### EXCERPTED RECORDS:
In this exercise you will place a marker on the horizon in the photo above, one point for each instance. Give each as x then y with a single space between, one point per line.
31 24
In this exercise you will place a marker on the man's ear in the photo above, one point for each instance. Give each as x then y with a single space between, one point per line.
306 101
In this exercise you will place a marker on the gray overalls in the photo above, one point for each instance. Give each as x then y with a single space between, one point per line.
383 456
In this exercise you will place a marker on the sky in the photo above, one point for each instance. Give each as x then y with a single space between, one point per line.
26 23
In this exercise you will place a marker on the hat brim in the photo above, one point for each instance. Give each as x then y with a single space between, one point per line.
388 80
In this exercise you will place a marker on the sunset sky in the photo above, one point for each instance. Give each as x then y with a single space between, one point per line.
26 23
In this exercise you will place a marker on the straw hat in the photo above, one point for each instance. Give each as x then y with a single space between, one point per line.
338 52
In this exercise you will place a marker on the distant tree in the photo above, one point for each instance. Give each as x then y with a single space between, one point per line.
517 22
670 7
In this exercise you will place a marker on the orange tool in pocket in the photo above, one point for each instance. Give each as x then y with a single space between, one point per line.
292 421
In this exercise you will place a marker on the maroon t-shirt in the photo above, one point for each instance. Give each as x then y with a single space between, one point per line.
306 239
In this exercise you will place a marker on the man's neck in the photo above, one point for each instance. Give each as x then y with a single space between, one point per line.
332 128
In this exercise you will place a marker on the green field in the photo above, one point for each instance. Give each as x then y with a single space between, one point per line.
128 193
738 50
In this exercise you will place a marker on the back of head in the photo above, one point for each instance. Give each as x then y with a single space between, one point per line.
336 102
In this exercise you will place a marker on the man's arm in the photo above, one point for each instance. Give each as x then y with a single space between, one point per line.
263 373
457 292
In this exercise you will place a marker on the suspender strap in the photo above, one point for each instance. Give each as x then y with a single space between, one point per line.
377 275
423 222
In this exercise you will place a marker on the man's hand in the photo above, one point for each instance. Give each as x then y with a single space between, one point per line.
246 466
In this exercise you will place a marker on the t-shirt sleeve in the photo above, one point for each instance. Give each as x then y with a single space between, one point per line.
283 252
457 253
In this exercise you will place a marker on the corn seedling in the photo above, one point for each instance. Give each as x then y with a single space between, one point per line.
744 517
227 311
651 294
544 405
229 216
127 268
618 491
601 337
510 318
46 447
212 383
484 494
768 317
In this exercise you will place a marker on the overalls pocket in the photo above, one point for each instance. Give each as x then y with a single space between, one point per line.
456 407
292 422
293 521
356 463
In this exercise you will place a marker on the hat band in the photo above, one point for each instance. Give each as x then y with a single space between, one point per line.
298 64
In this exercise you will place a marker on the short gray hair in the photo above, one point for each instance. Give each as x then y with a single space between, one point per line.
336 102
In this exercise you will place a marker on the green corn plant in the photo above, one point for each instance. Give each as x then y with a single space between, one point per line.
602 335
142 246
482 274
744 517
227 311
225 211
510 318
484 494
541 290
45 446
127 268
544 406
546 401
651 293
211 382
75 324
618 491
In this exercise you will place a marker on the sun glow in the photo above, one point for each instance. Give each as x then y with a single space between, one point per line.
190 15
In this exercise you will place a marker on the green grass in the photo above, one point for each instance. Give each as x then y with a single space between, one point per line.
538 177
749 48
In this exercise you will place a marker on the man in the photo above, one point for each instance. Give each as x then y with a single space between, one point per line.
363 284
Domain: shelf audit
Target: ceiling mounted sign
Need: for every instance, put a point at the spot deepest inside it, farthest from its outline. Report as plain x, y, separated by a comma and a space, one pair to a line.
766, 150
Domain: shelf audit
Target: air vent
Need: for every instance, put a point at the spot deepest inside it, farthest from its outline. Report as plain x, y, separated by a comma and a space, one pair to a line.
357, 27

### PROBLEM TO SOLVE:
Copy out all of the lines above word for word, in the same order.

### EXERCISE RESULT:
In this exercise you will place a marker on the horizon in the photo above, one point for each instance. Give each as x then y with a single space between, one point per line.
31 24
In this exercise you will place a marker on the man's ear in the photo above, one point for each instance. Give each as x then y with a single space between, one point per line.
306 101
In this exercise you will place a marker on the gray overalls in the photo above, one point for each instance. Give each as x then y with a single space between, one point per line.
383 456
In this exercise you will place a marker on the sky in the photo above, one point for each instance. Give each as x then y with a single space between, one point per line.
26 23
In this exercise you will place a marker on the hat brim in the photo above, one point for each instance. Give each as x then y with a single space between, one point per line.
388 80
In this exercise you will place a marker on the sunset sky in the photo above, one point for each instance. Give each as x then y with a single space between, one point per line.
26 23
In this exercise you will place a marker on the straw hat in the photo above, one point for each instance. Give each as x then y with a single space between, one point per line.
338 52
In this exercise you will place a marker on the distant tree in the photo above, one point for each instance. Give each as x then y with a single space between, one point per line.
517 22
670 7
In this exercise you will place a marker on the orange tool in pocket in the photo above, one point for each instance. Give each as x then y with a single space between, one point per line.
292 421
In this exercise you will place a marker on the maroon t-shirt in the photo above, one point for each instance. Give each as x then y with a single space between, one point per line.
306 239
In this exercise you will place a marker on the man's neck in the photo above, one point for each instance. Give each as x then y with a single space between, one point per line.
332 128
In this exercise you will place a marker on the green field in the photo above, one point for each instance. Give each as x then y with a single space between, one point per line.
128 193
738 50
In this exercise you will place a marker on the back of head in the photo above, one point for each instance. Give each as x then y with a single space between, one point per line.
336 102
In this exercise you will place a marker on the man's arm in the photo above, one point for each instance. Give each as x then y with a single space between, one point per line.
263 373
457 292
In this exercise you will place a marker on the suspender strap in the photo above, one point for each instance. Give each as x then y with a single space between, one point per line.
377 275
423 222
In this exercise you will place a marker on the man's hand in the photo above, one point for each instance. Give each as x then y with a single space between, one point per line.
246 466
In this exercise you will place a marker on the t-shirt sleeve in the photo above, one point for each instance. Give each as x then y with a single space between, one point per line.
283 252
457 253
In this exercise you will place a marker on the corn seedling in the photo above, one point for each instance. Give each as x then y with a single space between, one point per line.
744 517
227 311
651 294
544 405
229 216
127 268
618 491
601 337
510 318
46 447
212 383
484 494
768 317
In this exercise you will place a marker on the overalls pocket in the photo above, one point for each instance. Give each as x then y with a single space between, one point per line.
456 407
292 422
293 521
356 463
In this exercise you will place a marker on the hat band in the photo above, one point for each instance. Give each as x then y with a single space between, one point per line.
298 64
In this exercise you will place a marker on the short gray hair in the photo above, one point for each instance. Give each as x then y with a single space between, one point per line.
336 102
In this exercise you will place a marker on the green corn plant in the photo above, one point for each instance. Give each as x then y with a single space between, one point per line.
602 335
142 246
482 274
744 517
227 311
225 211
510 318
484 494
541 290
45 446
127 268
544 406
546 401
651 293
211 382
75 324
618 491
In this exercise you will place a marker on the sun glow in the photo above, one point for each instance. Give each as x then y with a single space between, one point per line.
190 15
In this exercise you will place a marker on the green grass in the photo above, one point for each instance. Give each as x then y with a single space between, one point per line.
538 177
749 48
In this exercise you will place a marker on the man in the photo above, one point for each instance. Give each as x then y with a single space between, one point per line.
363 284
Domain: shelf audit
Target: ceiling mounted sign
Need: for every instance, put a point at the spot deepest inside it, farthest from its outline. Report as plain x, y, separated by a comma and a space, one pair to a line.
766, 150
Domain: shelf audit
Target: air vent
Need: for every instance, put a point at the spot deepest inside it, farthest from its outline. Report as plain x, y, separated by a comma and a space, one pair to a line.
357, 27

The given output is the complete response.